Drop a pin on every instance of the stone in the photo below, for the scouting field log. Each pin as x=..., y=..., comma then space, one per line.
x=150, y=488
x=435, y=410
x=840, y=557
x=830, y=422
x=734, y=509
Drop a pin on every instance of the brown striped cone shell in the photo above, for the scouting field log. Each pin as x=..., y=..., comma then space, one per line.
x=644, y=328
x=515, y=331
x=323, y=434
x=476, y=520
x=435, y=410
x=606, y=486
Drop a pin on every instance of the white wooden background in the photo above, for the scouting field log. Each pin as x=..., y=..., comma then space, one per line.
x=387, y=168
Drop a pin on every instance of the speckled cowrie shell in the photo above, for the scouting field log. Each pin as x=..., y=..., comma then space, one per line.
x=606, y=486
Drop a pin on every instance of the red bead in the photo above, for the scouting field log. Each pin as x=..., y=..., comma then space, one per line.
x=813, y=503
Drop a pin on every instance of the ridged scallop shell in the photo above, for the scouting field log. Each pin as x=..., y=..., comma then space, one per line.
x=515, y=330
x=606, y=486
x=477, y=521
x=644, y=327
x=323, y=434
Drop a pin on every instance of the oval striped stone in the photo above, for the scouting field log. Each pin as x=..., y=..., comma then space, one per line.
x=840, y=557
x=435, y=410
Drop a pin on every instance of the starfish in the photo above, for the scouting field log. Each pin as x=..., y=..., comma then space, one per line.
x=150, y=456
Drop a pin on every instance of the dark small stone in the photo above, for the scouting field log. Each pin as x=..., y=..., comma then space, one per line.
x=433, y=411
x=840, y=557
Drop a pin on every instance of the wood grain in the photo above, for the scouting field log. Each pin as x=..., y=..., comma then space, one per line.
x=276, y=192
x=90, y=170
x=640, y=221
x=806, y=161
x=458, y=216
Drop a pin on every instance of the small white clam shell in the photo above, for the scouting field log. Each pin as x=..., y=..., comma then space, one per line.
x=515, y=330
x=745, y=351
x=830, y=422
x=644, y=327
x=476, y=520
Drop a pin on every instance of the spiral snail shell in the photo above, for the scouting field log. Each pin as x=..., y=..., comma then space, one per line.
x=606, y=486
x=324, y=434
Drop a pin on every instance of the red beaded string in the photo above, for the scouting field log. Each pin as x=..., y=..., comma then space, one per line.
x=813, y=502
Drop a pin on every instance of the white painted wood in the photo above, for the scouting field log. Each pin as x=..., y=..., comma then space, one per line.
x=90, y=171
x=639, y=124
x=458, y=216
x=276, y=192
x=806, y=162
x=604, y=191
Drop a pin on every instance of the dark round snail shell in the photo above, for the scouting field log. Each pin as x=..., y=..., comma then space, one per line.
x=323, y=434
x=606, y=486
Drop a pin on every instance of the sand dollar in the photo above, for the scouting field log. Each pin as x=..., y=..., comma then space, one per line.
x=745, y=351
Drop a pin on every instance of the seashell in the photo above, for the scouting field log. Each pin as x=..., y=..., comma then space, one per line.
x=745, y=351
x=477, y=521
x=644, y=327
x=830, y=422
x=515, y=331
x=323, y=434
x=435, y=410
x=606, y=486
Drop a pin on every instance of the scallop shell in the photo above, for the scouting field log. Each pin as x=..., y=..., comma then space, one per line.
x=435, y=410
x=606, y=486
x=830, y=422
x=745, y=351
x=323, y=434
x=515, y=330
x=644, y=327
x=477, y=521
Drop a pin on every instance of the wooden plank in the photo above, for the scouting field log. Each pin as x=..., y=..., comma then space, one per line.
----
> [How to complete this task]: Copy out the records above exactly.

> [Problem solution]:
Drop a pin on every instance of the stone in the photo below, for the scouting field log. Each pin as x=..., y=..., comma then space, one per line.
x=150, y=488
x=435, y=410
x=840, y=557
x=830, y=422
x=734, y=509
Drop a pin on every instance of the brown striped cone shell in the photo above, for the scouting field log. Each pin as x=..., y=..., comma then space, one per line.
x=644, y=328
x=515, y=331
x=323, y=434
x=476, y=520
x=435, y=410
x=606, y=486
Drop a pin on every instance of the white wooden background in the photo above, for the scouting field log. Each pin as x=..., y=..., comma then space, one per line.
x=387, y=168
Drop a pin on every instance of the speckled cowrie shell in the photo above, for the scouting field log. Each pin as x=..., y=..., comma then space, one per line.
x=606, y=486
Drop a pin on every instance of the red bead in the photo above, for the scouting field log. Each pin as x=..., y=..., comma then space, one per line.
x=813, y=503
Drop a pin on every instance of the ridged scallop shell in the photo above, for the scouting field log. Each pin as x=..., y=..., comma then space, one per line.
x=515, y=330
x=606, y=486
x=477, y=521
x=644, y=327
x=323, y=434
Drop a pin on every instance of the oval striped stone in the photo above, for the scouting field log. Each pin as x=..., y=..., comma then space, one per line.
x=840, y=557
x=435, y=410
Drop a pin on every instance of the starfish in the photo above, for the scouting field log. Each pin as x=..., y=..., comma then space, one per line.
x=150, y=456
Drop a pin on every instance of the dark small stone in the photo above, for the scouting field log. Each pin as x=..., y=..., comma then space, one per line.
x=433, y=411
x=840, y=557
Drop a pin on every instance of the wood grain in the photo above, for the scouting field log. Each pin as x=..., y=..., comma then space, one per line.
x=276, y=192
x=90, y=170
x=640, y=221
x=806, y=161
x=458, y=216
Drop a pin on every instance of the small white clam shell in the photo above, for the scouting field log. Each pin as x=..., y=..., comma then space, one per line.
x=515, y=330
x=745, y=351
x=830, y=422
x=644, y=327
x=476, y=520
Drop a pin on every instance of the spiral snail shell in the photo above, for the scouting field log. Each pin as x=..., y=..., comma then space, one per line.
x=606, y=486
x=324, y=434
Drop a pin on every instance of the red beaded string in the photo above, for the scouting field log. Each pin as x=..., y=..., comma then space, one per line.
x=813, y=502
Drop a pin on every instance of the white painted wood in the photo above, for the scouting field log. Each pin as x=..., y=..., comma then space, one per line.
x=90, y=171
x=639, y=124
x=458, y=216
x=276, y=192
x=806, y=162
x=604, y=191
Drop a pin on every instance of the dark round snail shell in the photo above, for the scouting field log. Each pin as x=..., y=..., comma then space, one per line.
x=323, y=434
x=606, y=486
Drop a pin on every instance of the sand dollar in the photo above, for the scouting field log. Each pin as x=..., y=..., comma then space, one per line.
x=745, y=351
Drop a pin on every instance of the seashell in the photo above, for the scouting field log. Each pin as x=..., y=..., comma then space, one per line.
x=745, y=351
x=477, y=521
x=644, y=327
x=830, y=422
x=515, y=331
x=323, y=434
x=435, y=410
x=606, y=486
Drop a pin on every instance of the scallop shell in the photo above, for the scouting field log. Each pin as x=..., y=..., comma then space, one per line.
x=435, y=410
x=606, y=486
x=830, y=422
x=745, y=351
x=323, y=434
x=515, y=330
x=644, y=327
x=477, y=521
Drop a pin on every instance of the wooden plank in the photo above, for the scouting field log. Each pin as x=..., y=..., comma then space, one per line.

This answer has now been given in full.